▶ **Saved entries**
-- Opening Marker --

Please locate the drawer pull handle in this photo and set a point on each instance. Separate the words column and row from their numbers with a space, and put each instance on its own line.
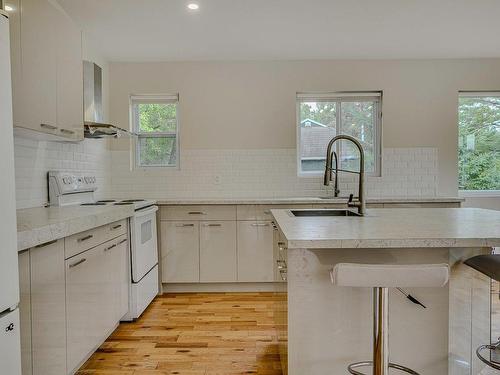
column 83, row 239
column 78, row 263
column 45, row 244
column 47, row 126
column 110, row 247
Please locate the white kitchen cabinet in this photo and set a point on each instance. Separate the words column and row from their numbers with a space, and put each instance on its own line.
column 218, row 259
column 85, row 279
column 37, row 101
column 48, row 312
column 255, row 251
column 25, row 311
column 121, row 262
column 47, row 72
column 69, row 77
column 95, row 297
column 180, row 251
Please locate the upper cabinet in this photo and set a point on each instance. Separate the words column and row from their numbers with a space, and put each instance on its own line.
column 47, row 69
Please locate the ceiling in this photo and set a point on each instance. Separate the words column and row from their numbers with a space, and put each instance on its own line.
column 161, row 30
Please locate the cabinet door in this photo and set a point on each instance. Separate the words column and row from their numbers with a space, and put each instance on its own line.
column 48, row 309
column 38, row 51
column 180, row 252
column 255, row 251
column 69, row 78
column 25, row 311
column 123, row 277
column 218, row 251
column 86, row 314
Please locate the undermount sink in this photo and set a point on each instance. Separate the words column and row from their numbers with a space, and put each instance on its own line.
column 315, row 213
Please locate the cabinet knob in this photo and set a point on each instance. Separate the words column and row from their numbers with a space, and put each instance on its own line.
column 47, row 126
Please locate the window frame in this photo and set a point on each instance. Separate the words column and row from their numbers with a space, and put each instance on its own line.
column 339, row 97
column 135, row 126
column 474, row 193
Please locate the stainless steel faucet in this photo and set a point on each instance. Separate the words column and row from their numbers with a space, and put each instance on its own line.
column 330, row 155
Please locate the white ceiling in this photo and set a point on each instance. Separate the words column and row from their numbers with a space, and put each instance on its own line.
column 155, row 30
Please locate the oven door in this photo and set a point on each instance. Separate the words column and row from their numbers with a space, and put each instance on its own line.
column 144, row 247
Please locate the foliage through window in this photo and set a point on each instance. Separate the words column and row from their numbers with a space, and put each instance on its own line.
column 323, row 116
column 479, row 141
column 155, row 120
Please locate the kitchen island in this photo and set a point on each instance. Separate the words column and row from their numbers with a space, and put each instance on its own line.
column 330, row 326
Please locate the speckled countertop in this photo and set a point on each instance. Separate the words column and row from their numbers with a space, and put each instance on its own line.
column 302, row 200
column 39, row 225
column 393, row 228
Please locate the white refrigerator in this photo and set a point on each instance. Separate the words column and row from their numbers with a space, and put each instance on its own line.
column 10, row 347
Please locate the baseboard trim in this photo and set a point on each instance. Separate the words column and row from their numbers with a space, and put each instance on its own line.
column 222, row 287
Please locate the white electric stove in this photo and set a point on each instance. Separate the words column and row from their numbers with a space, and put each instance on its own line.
column 70, row 188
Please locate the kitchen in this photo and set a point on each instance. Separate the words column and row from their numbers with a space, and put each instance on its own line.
column 179, row 210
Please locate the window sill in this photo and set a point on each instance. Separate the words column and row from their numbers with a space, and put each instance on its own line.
column 479, row 193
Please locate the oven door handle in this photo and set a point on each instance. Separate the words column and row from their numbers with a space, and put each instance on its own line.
column 148, row 211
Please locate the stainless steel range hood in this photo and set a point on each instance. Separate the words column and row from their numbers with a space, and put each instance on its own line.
column 94, row 127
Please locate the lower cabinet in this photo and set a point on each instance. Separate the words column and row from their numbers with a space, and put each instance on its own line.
column 218, row 260
column 255, row 251
column 48, row 312
column 180, row 255
column 95, row 300
column 25, row 311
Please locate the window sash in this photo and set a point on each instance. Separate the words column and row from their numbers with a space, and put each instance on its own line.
column 339, row 98
column 153, row 99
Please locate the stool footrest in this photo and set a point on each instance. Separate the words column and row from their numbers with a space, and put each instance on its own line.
column 351, row 368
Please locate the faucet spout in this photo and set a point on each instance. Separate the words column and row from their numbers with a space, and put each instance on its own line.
column 332, row 155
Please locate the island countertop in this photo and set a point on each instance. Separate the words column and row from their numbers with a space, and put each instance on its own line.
column 393, row 228
column 39, row 225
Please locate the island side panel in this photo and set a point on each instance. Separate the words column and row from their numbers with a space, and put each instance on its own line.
column 331, row 326
column 469, row 312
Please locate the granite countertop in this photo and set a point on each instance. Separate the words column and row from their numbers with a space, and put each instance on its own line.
column 301, row 200
column 393, row 228
column 39, row 225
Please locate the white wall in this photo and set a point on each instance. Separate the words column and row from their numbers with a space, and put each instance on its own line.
column 250, row 106
column 33, row 158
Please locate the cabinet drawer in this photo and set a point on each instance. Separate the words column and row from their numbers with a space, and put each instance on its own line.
column 262, row 211
column 80, row 242
column 198, row 212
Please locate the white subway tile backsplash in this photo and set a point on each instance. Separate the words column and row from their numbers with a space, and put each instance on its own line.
column 269, row 173
column 212, row 173
column 33, row 159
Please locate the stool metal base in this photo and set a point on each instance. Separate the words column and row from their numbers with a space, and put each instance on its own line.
column 351, row 368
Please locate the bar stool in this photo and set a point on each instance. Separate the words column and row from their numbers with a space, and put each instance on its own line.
column 488, row 265
column 381, row 277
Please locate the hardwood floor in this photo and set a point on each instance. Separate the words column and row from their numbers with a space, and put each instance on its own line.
column 199, row 333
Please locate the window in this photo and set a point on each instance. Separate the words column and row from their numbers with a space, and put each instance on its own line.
column 323, row 116
column 155, row 120
column 479, row 141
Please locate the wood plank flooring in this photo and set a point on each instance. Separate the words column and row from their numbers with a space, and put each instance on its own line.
column 194, row 334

-- Closing Marker --

▶ **Exercise directions**
Word for word, print all of the data; skip the pictures.

▶ **Result**
Please locate the drawer pull handle in this photo and set a point on each instance. Separate the words column and row from their numbers with a space, and put each instance on its own line.
column 83, row 239
column 78, row 263
column 45, row 244
column 47, row 126
column 110, row 247
Please locate the white kitchen cabinet in this photo and set a point on each instance. Separate the words column and row from their numbers with a space, and put each instance on its own line.
column 218, row 259
column 85, row 279
column 37, row 101
column 48, row 312
column 255, row 251
column 25, row 311
column 121, row 262
column 47, row 72
column 69, row 77
column 95, row 297
column 180, row 251
Please locate the upper cabinet in this photo and set a point on each instance. Separate the words column and row from their numbers with a space, and put each instance on its own line.
column 47, row 69
Please locate the ceiling in this photo and set a point on each instance. Separate the words column and row from their numbers with a space, and put each instance on its own line.
column 161, row 30
Please locate the cabinet door in this photo and set a point on each instance. Separate the words column and row from their numbers with a space, and put each instance on its own line.
column 48, row 309
column 38, row 51
column 180, row 252
column 255, row 251
column 69, row 78
column 25, row 311
column 123, row 277
column 218, row 251
column 86, row 314
Please locate the undermount sink in this photo and set a point on each instance. Separate the words column and row from their numbers with a space, and put each instance on its own line.
column 315, row 213
Please locate the cabinet knob in this photo and set a point on each instance. Separate the words column and row from their numbers with a space, and put each instance on its own line.
column 47, row 126
Please locate the window frame in this photo and set a point on each instance. Separate the words column and row from their numbers with a space, and put each instance on its own line.
column 339, row 97
column 135, row 126
column 474, row 193
Please locate the stainless steel faucet in this photo and set a point on each instance. Separate the words column and row from their numbers with a space, and put each instance on its own line.
column 330, row 155
Please locate the white ceiling in this photo and set a point on each instance. Separate the words column and row from their numbers with a space, and put each instance on its own line.
column 155, row 30
Please locate the oven door in this photo and set a point on each instance. Separate the words column and row from their numbers with a space, and put each instance on its own line.
column 144, row 247
Please locate the foliage through window in this photo and set a point on each instance. Separate the words column and row from their numbers with a space, and put each instance on its own line.
column 323, row 116
column 479, row 141
column 155, row 120
Please locate the kitchen island in this photo and set a point on each instance. Separate the words column and row from their numbers with a space, and put each instance on its own line.
column 330, row 326
Please locate the speckled countertop in this photo and set a point on each instance. Separate the words column and row from their numbers with a space, and put each instance on its own line.
column 302, row 200
column 39, row 225
column 393, row 228
Please locate the white refrigerator in this photo and set a point on each instance. Separate the words column and row from their numbers with a space, and put each instance on its own line.
column 10, row 347
Please locate the baseboard trim in this photo and set a point on each instance. Separate the words column and row from their numbers with a space, and put each instance on its own line.
column 222, row 287
Please locate the white electric stove in this photo and set a point on each instance. Separate the words column and row from their numbers with a space, and put each instance on its own line.
column 70, row 188
Please locate the kitchen in this photo and set a point on each instance. Separate the words column and row from their numbers with a space, and put each instance on its own line.
column 179, row 210
Please locate the window sill in this photo and set a point on each instance. Separate the words column and row from their numbers with a space, and put each instance on its own line.
column 479, row 193
Please locate the oven door handle in this photo and set a point on each instance. Separate the words column and row from their numbers with a space, and put each instance on its own line.
column 148, row 211
Please locate the stainless steel range hood in this photo and set a point on each instance. Separate the words column and row from their numbers with a space, and put each instance on its own line.
column 94, row 127
Please locate the lower cabinet in this photo and set a point on each instance. Separate the words column and row from their numbers with a space, and put each instance on its own line.
column 218, row 260
column 255, row 251
column 48, row 312
column 180, row 255
column 95, row 300
column 25, row 311
Please locate the window sash in this photo and set a point on each instance. Separate the words column and row from their numbers with a space, and put each instance on its own line.
column 339, row 98
column 153, row 99
Please locate the stool footrest in this photo and set a point on each instance. Separate the words column and row from their numbers with a space, and put each instance on its own line.
column 351, row 368
Please locate the faucet spout in this photo and set a point on each instance. Separate the words column and row from their numbers with a space, and put each instance on its own line.
column 332, row 155
Please locate the island countertop in this photo and set a point on each instance. Separate the words column and row from their numbers with a space, and put each instance on its own line.
column 393, row 228
column 39, row 225
Please locate the island side panel in this photo and set a point on each instance. Separate the words column and row from their numbers with a space, and put each instance on its own line.
column 331, row 326
column 469, row 312
Please locate the granite countertop in this photo and set a point on each instance. Separate the words column and row from their numbers with a space, and put each instance on its own line.
column 301, row 200
column 393, row 228
column 39, row 225
Please locate the white wall in this photo and set a point on each instance. Separate the words column and row from their numbers with a space, and put each instance on its own line.
column 250, row 106
column 33, row 158
Please locate the cabinet drawer in this photo and set a point on each instance. Separate the words column and row from their numbers with a space, and put each instance on its own line.
column 262, row 211
column 80, row 242
column 198, row 212
Please locate the white subway tile backsplash in this photo and set a point on each instance. Separate the words column and row from their numbers with a space, and put each instance on its own line.
column 269, row 173
column 212, row 173
column 33, row 159
Please locate the stool metal base in this photo and set a point on each instance. Separate the words column and row from their numbers with a space, and put each instance on its own line.
column 351, row 368
Please locate the bar stool in this photo and set a point on each instance. Separate the words column and row from their numbers with a space, and put each instance on its own line.
column 488, row 265
column 381, row 277
Please locate the hardwood floor in this photo and set a point on each instance. Separate the words column and row from their numbers with a space, and put each instance on its own line.
column 199, row 333
Please locate the window in this photo and set a point on each instance. Separate the words column and row from their numbers with a space, and put each instance on its own line.
column 323, row 116
column 155, row 120
column 479, row 141
Please locate the wood plank flooring in this photo and set a point on each instance. Separate the words column and row from their numbers with a space, and put each instance on its own line.
column 194, row 334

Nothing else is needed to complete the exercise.